Translation: John Wyatt throws his fast ball for Charlie Finley—just a sample of why his language is in a league all its own

Spend a few days around the Kansas City Athletics and their ball park, and you tend to suspect that the hand of Mack Sennett is behind it all. It seems after a while that every Kansas City player looks like Joe E. Brown performing in some marvelous farce on film. There is something wonderfully unreal about it all, beginning with Charlie Finley and the editorial campaign that he conducts against the Yankees—fences in left and right center carry messages comparing the foul-line distances in Yankee Stadium to those in his park. And then there is the rest of it: the yellow cab that transports bullpen pitchers to the mound, the flashing lights and foghorns—exact replicas of those on the Queen Mary—that blast off after each home run, the shepherd and his flock of sheep in right field, the young ground-keepers who flit about like toy soldiers controlled by a central button. Add to all of this Jimmie Dykes, daintily appointed in a gold-and-green uniform, a substitute first baseman who catches pop flies in the middle of his head, an announcer who seems genuinely startled after each victory, and it becomes quite evident that baseball is far from being a serious business in Kansas City. "Yes, I'd say this is a happy ball club," said Manager Ed Lopat (before he was fired last week), while Jim Gentile sang around the batting cage and Doc Edwards, the substitute first baseman, played catch wearing a mask and a batting helmet.

It follows then that John Wyatt, a relief pitcher who speaks a language all his own, should be a member of this team, but it does not follow that he should be so consistently effective on a ball club that has been challenged to a game by a group of vendors. "In Wyatt and the ground crew," says one critic, "you have the sum total of Kansas City's excellence." During one recent home stand, the only conspicuous performers on the field were the ground crew (it rained a lot), Ed Lopat walking to the mound and John Wyatt getting out of a cab and trudging to meet him like a big bear in the middle of the Big Top. "Without Wyatt," said Lopat, "we'd be in real trouble."

It is difficult to understand what other "real trouble" the Athletics could experience. After 52 games the Athletics were 17½ games out of first place, mainly thanks to a pitching staff that is viewed as a magnificent example of imperfection and inexperience. "If I lost a starter in the early innings," said Lopat, "the game usually got out of hand. If we could stay close, or hold a slim lead around the seventh inning, we could pull Wyatt in and everybody knew that we at least had an even chance of winning."

Study material
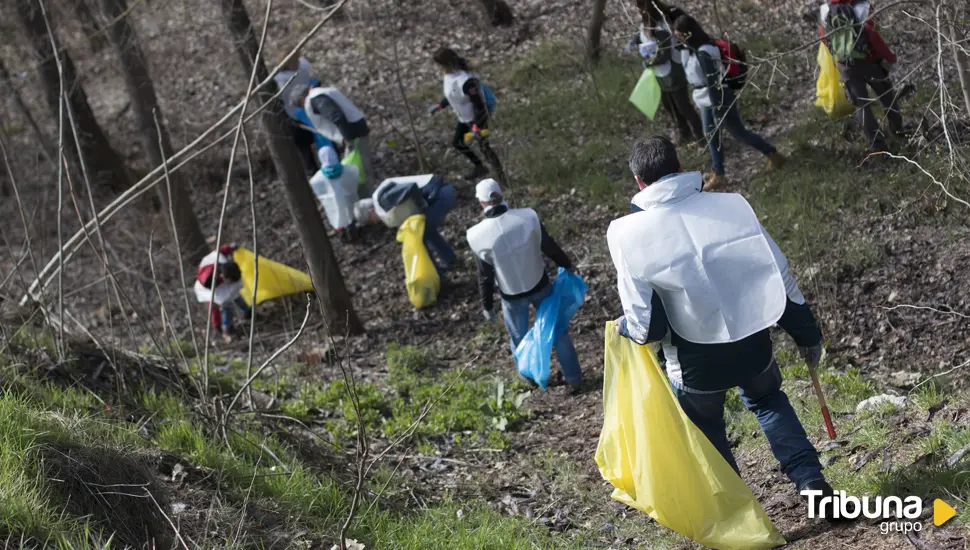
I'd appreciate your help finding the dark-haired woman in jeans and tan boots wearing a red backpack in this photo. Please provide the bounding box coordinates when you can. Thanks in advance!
[674,15,786,191]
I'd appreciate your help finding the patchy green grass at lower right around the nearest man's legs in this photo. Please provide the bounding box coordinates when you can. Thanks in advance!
[726,350,970,526]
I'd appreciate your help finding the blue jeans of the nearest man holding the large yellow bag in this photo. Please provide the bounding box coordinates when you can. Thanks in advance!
[671,361,824,490]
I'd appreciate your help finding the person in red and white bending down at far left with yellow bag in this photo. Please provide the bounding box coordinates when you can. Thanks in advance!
[195,244,252,344]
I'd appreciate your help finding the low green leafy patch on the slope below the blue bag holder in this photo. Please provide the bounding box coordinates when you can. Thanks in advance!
[281,345,529,449]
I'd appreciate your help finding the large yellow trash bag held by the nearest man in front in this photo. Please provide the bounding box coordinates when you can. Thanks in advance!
[596,321,785,550]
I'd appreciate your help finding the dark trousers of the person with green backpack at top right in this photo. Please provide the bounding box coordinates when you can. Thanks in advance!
[839,63,903,151]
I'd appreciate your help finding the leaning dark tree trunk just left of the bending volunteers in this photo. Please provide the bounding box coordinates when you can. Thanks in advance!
[219,0,364,335]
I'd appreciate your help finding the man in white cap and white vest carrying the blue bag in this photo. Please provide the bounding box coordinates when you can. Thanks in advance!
[466,183,583,394]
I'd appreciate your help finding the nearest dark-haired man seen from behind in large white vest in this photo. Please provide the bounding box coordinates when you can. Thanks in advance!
[606,137,832,517]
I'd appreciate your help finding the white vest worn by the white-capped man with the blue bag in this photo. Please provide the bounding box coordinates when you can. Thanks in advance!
[465,208,545,295]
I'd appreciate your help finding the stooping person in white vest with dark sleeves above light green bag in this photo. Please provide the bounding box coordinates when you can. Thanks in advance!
[300,86,375,195]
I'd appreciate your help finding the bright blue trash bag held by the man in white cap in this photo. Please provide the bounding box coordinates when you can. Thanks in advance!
[515,267,586,390]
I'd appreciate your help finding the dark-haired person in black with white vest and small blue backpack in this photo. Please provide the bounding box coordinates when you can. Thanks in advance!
[428,48,505,182]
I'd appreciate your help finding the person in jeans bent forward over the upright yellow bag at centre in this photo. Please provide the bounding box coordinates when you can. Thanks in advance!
[354,174,460,279]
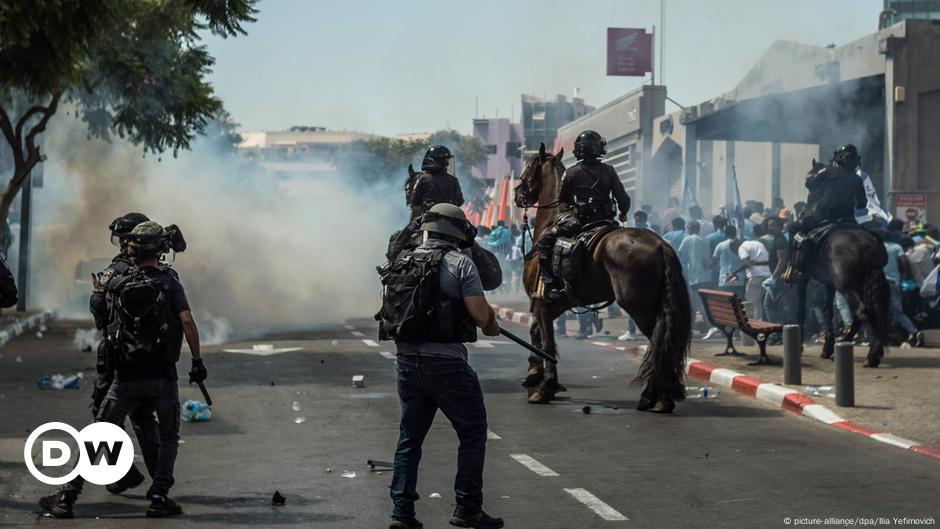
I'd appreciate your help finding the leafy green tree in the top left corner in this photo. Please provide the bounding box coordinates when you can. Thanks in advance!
[0,0,257,227]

The problem
Continue the article on John Wyatt and the Kansas City Athletics from its last sentence.

Reply to the task
With nine saves and three wins Wyatt had figured in 12 of Kansas City's 17 victories. Last season he pitched 92 innings and recorded 19 saves to rank third among the league's reliefers, impressive enough to interest Minnesota and Detroit, two clubs that could certainly use him right now. Since coming up to the majors in 1961 he has learned to throw a sidearm curve and a three-quarter curve and a "foke" ball, a pitch that seems to arouse the ire of everyone in the league. Players refer to it as one of the best spit balls around. "John, where'd you learn that pitch?" a manager asked him once. "Man, why I learnt that pitch in Puerto Rico during the winter," said Wyatt. "Yeah, swimmin' in the Caribbean," cracked the manager.

Wyatt's best pitch is his fast ball, which he finally has learned to use with intelligence. "But the big thing I gotta do, man, is get that curve ball over when I'm behind," says Wyatt, "else I might as well go out and buy me a lunch pail and, man, that ain't hittin' it."

Curiously, there has been little written about Wyatt in the daily press despite his success, his colorful patois, his sense of humor and easy nature but, as he says, "Ole John don't care. He just interested in those hogs." Says one K.C. official: "Wyatt probably doesn't get any publicity because nobody understands what he's saying. At first I thought I would need an interpreter."

In the extraordinary lexicon of John Wyatt, dollars are hogs, smoke is his fast ball, food is grease, and "that ain't hit-tin' it" is a negative reaction to something. Every conversation is strangled with unintelligible words that are spouted with varying degrees of inflection. And you never are sure who he is talking about. Here is a sampling of his comments.

On Al Kaline: "Man, the Line is the best hitter anywhere. Ya got to do some scufflin' with that guy. He just grin at me all the time like he know he gonna hang me out to dry. You know, like you come from the side, almost turn your back to 'em and send that smoke in from left field. Well, I'll tell ya, a lot of 'em give ya an inch or two. But, man, the Line, he just stay in there, and swoosh! Ya're leavin' the game with an L, and Ole John don't like them Ls, he just like them Ws and Ss."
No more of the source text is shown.